Copy every line of the records below word for word, keeping their order.

▸ **Records to use**:
┄┄┄┄┄┄┄┄┄┄┄┄┄┄┄┄┄┄┄┄
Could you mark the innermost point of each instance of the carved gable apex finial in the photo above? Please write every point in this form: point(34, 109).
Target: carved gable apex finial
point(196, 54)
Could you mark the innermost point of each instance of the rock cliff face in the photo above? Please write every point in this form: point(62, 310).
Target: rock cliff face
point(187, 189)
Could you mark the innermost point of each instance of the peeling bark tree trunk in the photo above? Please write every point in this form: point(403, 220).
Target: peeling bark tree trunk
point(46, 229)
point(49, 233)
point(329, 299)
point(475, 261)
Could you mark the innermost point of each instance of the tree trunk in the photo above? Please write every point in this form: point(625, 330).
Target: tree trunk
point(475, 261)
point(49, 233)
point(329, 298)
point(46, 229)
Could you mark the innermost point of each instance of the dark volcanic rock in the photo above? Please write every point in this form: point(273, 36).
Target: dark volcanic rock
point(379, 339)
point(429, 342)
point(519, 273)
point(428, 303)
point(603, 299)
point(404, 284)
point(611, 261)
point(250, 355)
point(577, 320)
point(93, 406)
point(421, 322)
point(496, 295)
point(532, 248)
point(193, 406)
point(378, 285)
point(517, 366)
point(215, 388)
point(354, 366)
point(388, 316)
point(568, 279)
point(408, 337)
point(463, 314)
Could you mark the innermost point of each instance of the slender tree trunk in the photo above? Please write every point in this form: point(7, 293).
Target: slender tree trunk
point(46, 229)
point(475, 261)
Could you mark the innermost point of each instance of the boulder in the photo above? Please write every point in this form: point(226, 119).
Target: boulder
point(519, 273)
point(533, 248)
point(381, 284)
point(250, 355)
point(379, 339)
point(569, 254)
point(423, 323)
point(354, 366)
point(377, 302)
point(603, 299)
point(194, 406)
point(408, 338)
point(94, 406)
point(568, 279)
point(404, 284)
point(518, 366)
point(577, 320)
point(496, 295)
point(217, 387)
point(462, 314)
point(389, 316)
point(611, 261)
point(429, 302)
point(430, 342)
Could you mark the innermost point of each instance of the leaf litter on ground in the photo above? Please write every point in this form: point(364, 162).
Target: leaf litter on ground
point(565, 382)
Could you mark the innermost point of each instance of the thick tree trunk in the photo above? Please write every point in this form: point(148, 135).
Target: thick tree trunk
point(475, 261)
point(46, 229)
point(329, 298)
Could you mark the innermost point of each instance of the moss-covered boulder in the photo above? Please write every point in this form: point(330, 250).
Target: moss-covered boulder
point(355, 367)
┄┄┄┄┄┄┄┄┄┄┄┄┄┄┄┄┄┄┄┄
▸ **Written answer**:
Could you mark the innermost point of each instance of the carved gable apex finial in the photo above? Please write every point in this form: point(34, 109).
Target: carved gable apex finial
point(196, 54)
Could you mark the innermost point of each instance of the rock cliff face in the photo above? Please write every point in this form: point(62, 310).
Target: rock cliff face
point(187, 189)
Could you mark the innermost point of each instance of the peeling bark tree trunk in the photo above? Please write every point in this form: point(403, 220).
Target: peeling bark tree trunk
point(46, 229)
point(49, 233)
point(329, 299)
point(475, 261)
Could you mark the innermost point of each instance of the tree trunk in the photo above? Please write every point in this form: point(625, 330).
Target: tree trunk
point(475, 261)
point(49, 233)
point(329, 298)
point(46, 229)
Could you mark the innermost point of each instance of the dark volcanic rock in the photo above? Please write every point in this form: point(273, 36).
Target: dark volcanic rock
point(379, 339)
point(429, 342)
point(519, 273)
point(428, 303)
point(603, 299)
point(404, 284)
point(611, 261)
point(250, 355)
point(577, 320)
point(93, 406)
point(421, 322)
point(496, 295)
point(532, 248)
point(193, 406)
point(378, 285)
point(517, 366)
point(215, 388)
point(354, 366)
point(388, 316)
point(568, 279)
point(408, 337)
point(463, 314)
Could you mark the innermost point of each instance of the slender tree trunk in the photo above? Please write every point in this form: point(7, 293).
Target: slender tree trunk
point(46, 229)
point(475, 261)
Could you mark the innermost point of each instance of the boulder in the photo above? Please write every point in this form: point(226, 119).
Target: boulder
point(519, 273)
point(533, 248)
point(381, 284)
point(250, 355)
point(379, 339)
point(569, 254)
point(423, 323)
point(354, 366)
point(377, 302)
point(603, 299)
point(194, 406)
point(408, 338)
point(94, 406)
point(568, 279)
point(404, 284)
point(518, 366)
point(577, 320)
point(496, 295)
point(217, 387)
point(462, 314)
point(389, 316)
point(611, 261)
point(429, 302)
point(430, 342)
Could you mark the innermost point of each instance of the leaf litter on ground in the photo above? Please write every point in this form: point(364, 162).
Target: leaf litter on ground
point(565, 382)
Could you mark the innermost point of each instance of the thick tree trunk in the photo above? Please write every point in this form: point(148, 135).
Target: thick tree trunk
point(475, 261)
point(46, 229)
point(329, 298)
Could you mark the innermost point of each instance of the moss-covered boulder in the photo above? Please write every point in this form: point(330, 250).
Target: moss-covered boulder
point(355, 367)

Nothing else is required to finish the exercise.